• _TASK DIRECTIONS_
Convert all of the entries below into a JSON list of strings, with one string for each line and blank lines omitted. Leave the pictures out.
## begin RECORDS SHOWN
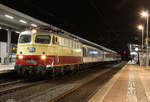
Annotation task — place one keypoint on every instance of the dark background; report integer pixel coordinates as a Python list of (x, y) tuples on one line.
[(110, 23)]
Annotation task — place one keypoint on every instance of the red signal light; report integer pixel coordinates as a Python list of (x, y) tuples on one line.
[(124, 52)]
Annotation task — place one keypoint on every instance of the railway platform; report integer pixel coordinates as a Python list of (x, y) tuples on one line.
[(6, 68), (131, 84)]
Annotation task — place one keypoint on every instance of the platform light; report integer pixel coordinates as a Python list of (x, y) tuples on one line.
[(140, 27), (17, 32), (34, 25), (23, 21), (144, 14), (136, 49), (8, 16)]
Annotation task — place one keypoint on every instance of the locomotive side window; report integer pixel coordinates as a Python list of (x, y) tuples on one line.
[(43, 39), (53, 40), (25, 39)]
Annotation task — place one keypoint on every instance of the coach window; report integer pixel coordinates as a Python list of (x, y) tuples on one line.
[(43, 39)]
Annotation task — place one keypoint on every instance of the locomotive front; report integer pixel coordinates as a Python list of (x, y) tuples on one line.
[(32, 50)]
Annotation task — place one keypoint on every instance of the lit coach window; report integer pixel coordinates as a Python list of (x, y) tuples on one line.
[(20, 56), (43, 57)]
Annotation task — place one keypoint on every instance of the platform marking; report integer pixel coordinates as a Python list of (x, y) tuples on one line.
[(131, 91), (145, 77), (101, 94)]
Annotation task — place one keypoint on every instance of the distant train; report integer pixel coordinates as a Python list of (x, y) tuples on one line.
[(39, 52)]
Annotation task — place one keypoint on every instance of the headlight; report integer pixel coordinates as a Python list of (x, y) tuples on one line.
[(43, 57), (31, 49), (20, 56)]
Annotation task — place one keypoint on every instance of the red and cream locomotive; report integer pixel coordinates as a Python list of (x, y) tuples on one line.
[(41, 51)]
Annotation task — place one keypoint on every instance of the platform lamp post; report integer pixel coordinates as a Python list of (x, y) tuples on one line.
[(140, 27), (145, 14)]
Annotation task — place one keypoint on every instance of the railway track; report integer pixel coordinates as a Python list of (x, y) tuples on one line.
[(17, 85), (10, 83), (59, 89)]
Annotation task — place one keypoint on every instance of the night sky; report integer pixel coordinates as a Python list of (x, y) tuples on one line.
[(110, 23)]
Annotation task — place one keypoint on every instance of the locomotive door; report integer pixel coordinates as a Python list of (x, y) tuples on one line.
[(55, 49)]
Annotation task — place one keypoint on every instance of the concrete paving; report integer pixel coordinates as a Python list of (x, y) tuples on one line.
[(131, 84)]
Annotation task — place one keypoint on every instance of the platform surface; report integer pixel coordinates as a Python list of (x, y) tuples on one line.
[(130, 84)]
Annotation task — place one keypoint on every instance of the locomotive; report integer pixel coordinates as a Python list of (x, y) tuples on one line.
[(40, 51)]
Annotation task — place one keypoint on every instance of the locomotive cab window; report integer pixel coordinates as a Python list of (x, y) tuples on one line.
[(43, 39), (25, 39)]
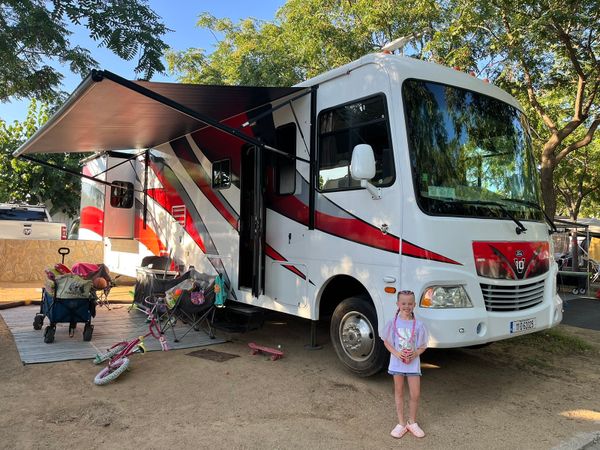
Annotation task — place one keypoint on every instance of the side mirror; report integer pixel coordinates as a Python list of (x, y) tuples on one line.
[(362, 167)]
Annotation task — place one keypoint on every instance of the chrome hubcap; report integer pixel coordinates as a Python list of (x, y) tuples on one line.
[(357, 336)]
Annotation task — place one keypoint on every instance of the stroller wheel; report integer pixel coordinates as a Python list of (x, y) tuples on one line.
[(38, 321), (49, 334), (88, 329)]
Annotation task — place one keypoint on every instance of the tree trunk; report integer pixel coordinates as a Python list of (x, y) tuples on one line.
[(547, 179)]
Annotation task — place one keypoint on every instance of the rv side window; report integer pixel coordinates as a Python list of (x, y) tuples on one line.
[(221, 174), (285, 168), (121, 194), (341, 129)]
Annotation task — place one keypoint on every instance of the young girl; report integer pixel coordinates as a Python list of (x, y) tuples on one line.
[(406, 338)]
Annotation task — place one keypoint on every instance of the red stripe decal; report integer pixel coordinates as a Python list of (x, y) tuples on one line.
[(201, 179), (168, 198), (414, 251), (350, 228), (148, 237), (92, 218)]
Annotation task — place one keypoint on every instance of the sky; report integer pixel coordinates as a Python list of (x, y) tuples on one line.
[(178, 15)]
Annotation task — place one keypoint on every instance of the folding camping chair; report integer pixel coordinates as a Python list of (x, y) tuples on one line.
[(193, 302)]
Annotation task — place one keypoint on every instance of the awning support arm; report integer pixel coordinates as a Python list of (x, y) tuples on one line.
[(128, 159), (69, 171), (99, 75), (269, 111)]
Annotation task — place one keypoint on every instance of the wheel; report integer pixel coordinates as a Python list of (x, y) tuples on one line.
[(49, 334), (354, 336), (88, 329), (38, 321), (101, 357), (107, 375)]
## end RECORDS SHOWN
• _WRITTEN RESPONSE_
[
  "Annotation task — place one keypoint on every instance of the dark background; report integer pixel coordinates as a Python list of (x, y) tuples on one line.",
  "[(110, 23)]",
  "Annotation task — place one keypoint on every instance of the red signal light; report integer pixel coordinates as a Python list of (x, y) tuples on one line.",
  "[(124, 52)]",
  "Annotation task — place one keypoint on every instance of the railway platform; report integer pixel coordinates as a Python list of (x, y) tuples on one line.",
  "[(6, 68), (131, 84)]",
  "Annotation task — place one keypoint on every instance of the platform light; report integer pixel coordinates as a Python list of (x, y) tuples on one line.",
  "[(140, 27), (17, 32), (34, 25), (23, 21), (144, 14), (136, 49), (8, 16)]",
  "Annotation task — place one keypoint on every instance of the locomotive side window; report integer pixel coordinates as a Python list of (x, y) tuples on one line.",
  "[(43, 39), (53, 40), (25, 39)]",
  "Annotation task — place one keypoint on every instance of the coach window; report integer pixel coordinates as a Python list of (x, y) tuples on one line.",
  "[(43, 39)]",
  "Annotation task — place one keypoint on every instance of the locomotive front; report integer pixel coordinates as a Python list of (x, y) tuples on one line.",
  "[(32, 50)]",
  "Annotation task — place one keypoint on every instance of the lit coach window; report integer pixel coordinates as a Python list of (x, y) tuples on one line.",
  "[(20, 56), (43, 57)]",
  "Annotation task — place one keypoint on every instance of the platform marking; report integer pixel coordinates as a Python list of (x, y) tuples on one line.",
  "[(131, 91), (145, 77), (101, 94)]",
  "Annotation task — place one keypoint on every instance of the distant train; report integer pixel coordinates as a Python list of (x, y) tuples on one line.",
  "[(39, 52)]",
  "Annotation task — place one keypoint on every instance of the headlight; report integer pixel coordinates as a Python list of (x, y) tuples on one line.",
  "[(43, 57), (31, 49), (20, 56)]",
  "Annotation task — place one keypoint on every instance of the red and cream locomotive; report integer pixel coordinates as a Python list of (x, y) tuples on one line.",
  "[(41, 51)]",
  "Annotation task — place one keypoint on every instance of the platform lamp post; report integer pixel coordinates as a Python list of (x, y) tuples on one line.",
  "[(140, 27), (145, 14)]",
  "Annotation task — place one keypoint on every instance of the railway track; report integer pixel coordinates as a Python list of (x, y) tuples on one line.",
  "[(17, 85), (10, 83), (59, 89)]",
  "Annotation task — place one keypoint on every instance of the night sky; report integer pixel coordinates as a Python list of (x, y) tuples on one line.",
  "[(110, 23)]",
  "Annotation task — place one keypoint on every instance of the locomotive door; report integer pixel coordinates as a Python list of (x, y) tuples on one line.",
  "[(55, 49)]",
  "Annotation task — place one keypoint on every instance of the concrete paving; report integer pixel coordinates as a Python list of (x, y) tuples on one line.",
  "[(131, 84)]",
  "Annotation task — place one keypoint on every instance of the platform surface; report integer pixel coordinates as a Python list of (x, y) tuples on one line.",
  "[(130, 84)]",
  "Annotation task — place one keypoint on every instance of the locomotive; report integer pixel coordinates as a Python list of (x, y) tuples on one line.",
  "[(40, 51)]",
  "Annotation task — place one keypoint on every instance of the locomotive cab window; report integer pixel coordinates as a Python list of (x, y) tuples on one line.",
  "[(43, 39), (25, 39)]",
  "Annotation task — place one keypoint on every instance of the side mirror; report integer pixel coordinates as a Python list of (x, y) tuples on one line.",
  "[(362, 167)]",
  "Annotation task — place one keypoint on every instance of the chrome hubcap; report integer pixel coordinates as a Python list of (x, y) tuples on one line.",
  "[(357, 336)]",
  "Annotation task — place one keypoint on every instance of the stroller wheel; report integer pixel coordinates as a Python list of (x, y) tuples on one line.",
  "[(38, 321), (49, 334), (88, 329)]",
  "Annotation task — place one keypoint on every instance of the tree trunk; report integer pixel coordinates as a Python list of (x, y) tuples on one line.",
  "[(547, 179)]",
  "Annotation task — place one keypoint on every instance of the rv side window; report integer pixel coordinates as a Python list of (x, y) tuples on one line.",
  "[(221, 174), (285, 168), (121, 194), (341, 129)]",
  "Annotation task — place one keypoint on every instance of the young girl; report integer pixel coordinates as a Python list of (x, y) tuples on one line.",
  "[(406, 338)]",
  "Annotation task — place one keypoint on every instance of the red stripe decal; report integer pixel coordinates as a Python list of (x, y) tuples on one line.",
  "[(201, 179), (168, 198), (414, 251), (350, 228), (148, 237), (92, 218)]",
  "Annotation task — place one keypoint on every instance of the sky; report integer pixel coordinates as a Python list of (x, y) tuples on one line.",
  "[(178, 15)]",
  "Annotation task — place one keypoint on every instance of the folding camping chair; report integer pixel coordinates as a Python list of (x, y) tuples on one line.",
  "[(193, 302)]",
  "Annotation task — place one keypoint on every instance of the awning support arm; report integer pixel coordinates as a Python list of (x, y) tuples on one line.",
  "[(128, 159), (69, 171), (99, 75), (269, 111)]",
  "Annotation task — place one keypoint on every instance of the wheel; report integer pixel coordinates as a Python list of (x, y) tuples on one line.",
  "[(49, 334), (354, 336), (88, 329), (38, 321), (101, 357), (107, 375)]"
]